TEXT PASSAGE >>
* * *
Conservative Department, College of Dentistry, University of Sulaimani, Mesumeteran Street, Sulaymaniyah 46001, Iraq
Coatings 2022, 12(12), 1931;
Received: 11 November 2022 / Revised: 28 November 2022 / Accepted: 6 December 2022 / Published: 8 December 2022


Bonding failure between ceramic restoration and cement dramatically influences the success of resin-bonded ceramic restoration. This study evaluates the influence of various fitting surface treatments of 10% zirconia-reinforced lithium glass ceramic (ZLS) on its shear bonding strength to resin cement. Sixty blocks sized 8 × 8 × 2 mm3 were cut from a ZLS. All specimens were fired for 10 min and separated into six groups according to surface treatment: GI (Without treatment), GII (10% HF acid, Ultra Sound water bath US, and silane coupling agent S), GIII (HF, US, S, and bonding without light cure B1), GIV (HF, US, 37% phosphoric acid PA, US, S, B1), GV (HF, US, S, and bonding with light curing B2), VI (HF, US, PA, US, S, and B2). The treated specimens were cemented to a resin cement cylinder of 3.5 mm in diameter and 2 mm in height (Variolink, Esthetic. Neutral). A universal test machine was used to test the shear bond strength (SBS) and SEM for failure mode. The result indicated that applying a bonding agent on the prepared surface of ZLS without curing before cementation significantly increases the shear bond strength and affects the failure mode. In contrast, the application of PA does not influence bond strength.

1. Introduction

Patients increasingly desire improvement of esthetic teeth with minimally invasive treatment and a decrease in the time between treatment steps to help decrease sensitivity and exclude the need for temporary restorations [1,2]. These factors have encouraged dentists and researchers to introduce more retentive esthetic materials and processing methods. CAD/CAM tools have allowed dentists to simplify laboratory steps and shorten their duration from a few weeks to a single day. Meanwhile, glass-ceramic restorations have demonstrated high strength and bonding ability to tooth structures [1,3].
Various factors act on the bond strength of the glass-ceramic to the tooth structure, such as the luting cement, adhesive, fitting surface preparation, and cutting depth in the tooth structure [4,5,6]. Bonding of ceramic to the tooth substance is based on the adhesion of luting resin to the ceramic substrate on one side and enamel and dentin on the other, which requires a sequence of procedures. The procedure starts with the preparation of the fitting surface of the glass-ceramic with hydrofluoric acid (HF) and the application of a silane (S) coupling agent, followed by the tooth surface preparation with 37% phosphoric acid, bonding application. Finally, resin cement is applied, and the glass-ceramic restoration is fitted under controlled pressure. The first step of this process is selectively dissolving the glassy matrix of ceramic by etching with hydrofluoric acid, followed by colonization [4]. Because HF is a weak acid, the hydrogen fluoride in the water is not entirely ionized. Its conjugate base, the fluoride ion, can re-associate to form HF in solutions with low pH [7] Energy Dispersive X-ray Spectroscopy (EDS) analyses of etched porcelain surfaces with HF acid show that precipitates such as Na, K, Ca, and Al remain on the surface after acid application [8]. Eliminating excess acid and acid precipitates from prepared porcelain surfaces enhances their bonding strength to resin cement [5] In addition to HF etching to glass-ceramic to improve the bond strength to resin cement, different available surface treatments have been investigated, such as roughening with burs, air-particle abrasion with aluminum oxide, laser, and etching with acids [9,10]. Cleaning the HF-etched ceramic surface ultrasonically (US) in distilled water has increased the shear bond strength compared with rinsing it with air-water spray only or using alcohol or acetone [5]. A study that attempted to neutralize the HF precipitate found that this seemed to reduce the bond strength between the dentin and glass-ceramic [11].
* * *
DATA LISTING >>
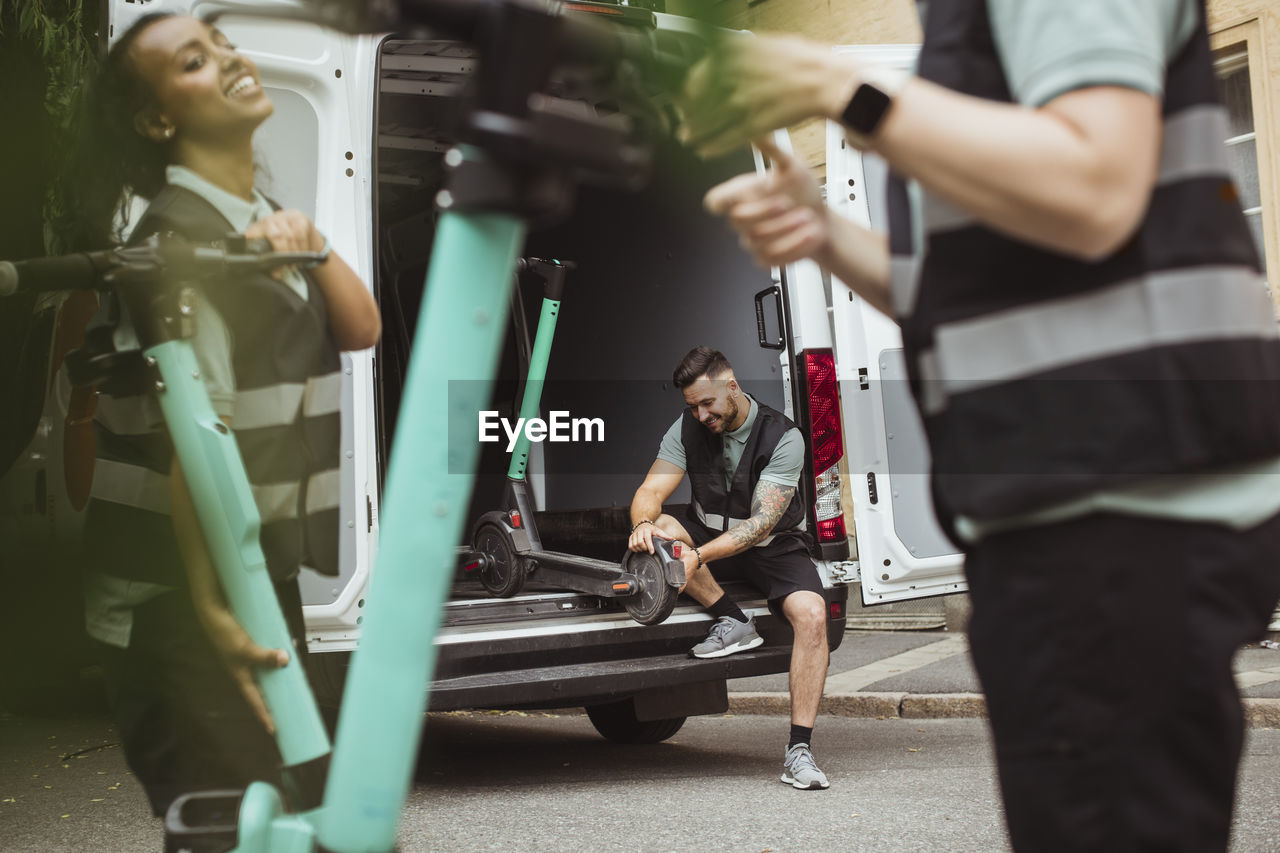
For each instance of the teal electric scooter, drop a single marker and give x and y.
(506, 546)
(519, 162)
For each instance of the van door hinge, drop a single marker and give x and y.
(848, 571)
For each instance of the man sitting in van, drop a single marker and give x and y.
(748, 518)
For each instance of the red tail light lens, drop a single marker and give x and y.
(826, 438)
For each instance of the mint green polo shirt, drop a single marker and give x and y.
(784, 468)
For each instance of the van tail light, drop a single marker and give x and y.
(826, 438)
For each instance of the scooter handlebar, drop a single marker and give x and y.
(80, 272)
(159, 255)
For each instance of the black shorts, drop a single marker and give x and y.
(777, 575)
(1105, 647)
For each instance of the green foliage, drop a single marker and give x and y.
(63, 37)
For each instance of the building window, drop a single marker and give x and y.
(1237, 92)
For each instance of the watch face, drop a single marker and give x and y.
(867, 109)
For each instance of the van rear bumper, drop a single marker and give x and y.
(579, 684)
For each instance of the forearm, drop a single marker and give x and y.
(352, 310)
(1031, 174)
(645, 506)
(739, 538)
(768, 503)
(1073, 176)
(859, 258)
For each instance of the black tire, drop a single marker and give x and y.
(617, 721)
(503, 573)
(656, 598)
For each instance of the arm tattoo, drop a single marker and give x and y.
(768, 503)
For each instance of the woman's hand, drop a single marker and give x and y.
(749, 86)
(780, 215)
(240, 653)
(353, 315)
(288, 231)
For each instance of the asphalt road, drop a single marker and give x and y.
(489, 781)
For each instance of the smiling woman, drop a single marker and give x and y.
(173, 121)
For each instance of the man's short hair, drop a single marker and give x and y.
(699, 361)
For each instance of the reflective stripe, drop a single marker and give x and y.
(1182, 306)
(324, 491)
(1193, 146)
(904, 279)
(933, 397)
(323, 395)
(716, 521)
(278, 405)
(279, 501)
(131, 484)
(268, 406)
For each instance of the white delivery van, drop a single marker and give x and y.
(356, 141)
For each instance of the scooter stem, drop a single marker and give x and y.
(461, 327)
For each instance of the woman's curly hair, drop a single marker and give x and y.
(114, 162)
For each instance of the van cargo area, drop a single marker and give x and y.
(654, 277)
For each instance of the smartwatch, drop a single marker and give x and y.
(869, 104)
* * *
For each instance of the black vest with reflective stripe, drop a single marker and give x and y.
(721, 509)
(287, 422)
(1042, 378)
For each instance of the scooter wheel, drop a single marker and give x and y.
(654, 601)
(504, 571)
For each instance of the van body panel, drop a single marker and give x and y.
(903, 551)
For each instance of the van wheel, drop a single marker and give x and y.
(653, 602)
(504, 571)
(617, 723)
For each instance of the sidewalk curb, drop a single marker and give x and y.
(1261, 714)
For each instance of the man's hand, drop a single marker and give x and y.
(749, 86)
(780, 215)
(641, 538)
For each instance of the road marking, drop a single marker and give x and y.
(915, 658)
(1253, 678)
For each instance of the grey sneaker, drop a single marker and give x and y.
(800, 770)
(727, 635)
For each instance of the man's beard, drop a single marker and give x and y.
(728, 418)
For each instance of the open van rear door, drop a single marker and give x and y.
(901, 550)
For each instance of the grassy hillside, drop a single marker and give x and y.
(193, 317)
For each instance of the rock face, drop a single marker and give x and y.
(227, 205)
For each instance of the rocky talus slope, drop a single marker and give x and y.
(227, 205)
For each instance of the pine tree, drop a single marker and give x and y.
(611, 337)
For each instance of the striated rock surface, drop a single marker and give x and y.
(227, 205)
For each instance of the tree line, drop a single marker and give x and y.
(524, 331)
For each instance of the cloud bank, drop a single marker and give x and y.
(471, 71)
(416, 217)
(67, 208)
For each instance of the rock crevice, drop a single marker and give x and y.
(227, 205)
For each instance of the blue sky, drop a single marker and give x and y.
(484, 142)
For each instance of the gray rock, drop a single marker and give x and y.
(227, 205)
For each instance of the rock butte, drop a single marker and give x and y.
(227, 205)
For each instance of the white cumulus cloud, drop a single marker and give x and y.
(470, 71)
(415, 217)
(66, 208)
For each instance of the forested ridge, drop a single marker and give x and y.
* * *
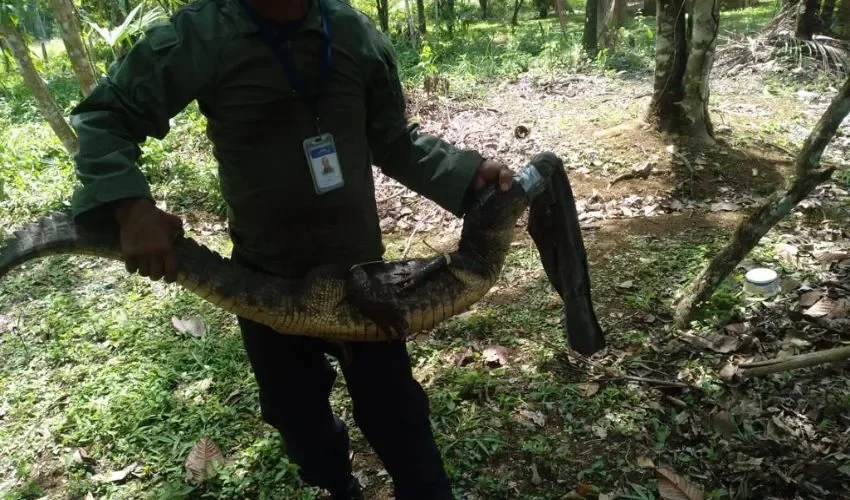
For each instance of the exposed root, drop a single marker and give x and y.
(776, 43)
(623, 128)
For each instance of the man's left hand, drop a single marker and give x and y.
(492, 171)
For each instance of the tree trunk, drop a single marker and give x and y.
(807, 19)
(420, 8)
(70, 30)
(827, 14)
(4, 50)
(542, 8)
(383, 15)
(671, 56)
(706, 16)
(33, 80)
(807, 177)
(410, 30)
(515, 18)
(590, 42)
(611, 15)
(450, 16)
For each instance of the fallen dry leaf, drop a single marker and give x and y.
* * *
THE PROBLEM >> In the dental ceramic bonding study, how many blocks were cut from the ZLS, and what size were they?

RESULT OF THE TASK >> Sixty blocks, each sized 8 × 8 × 2 mm3.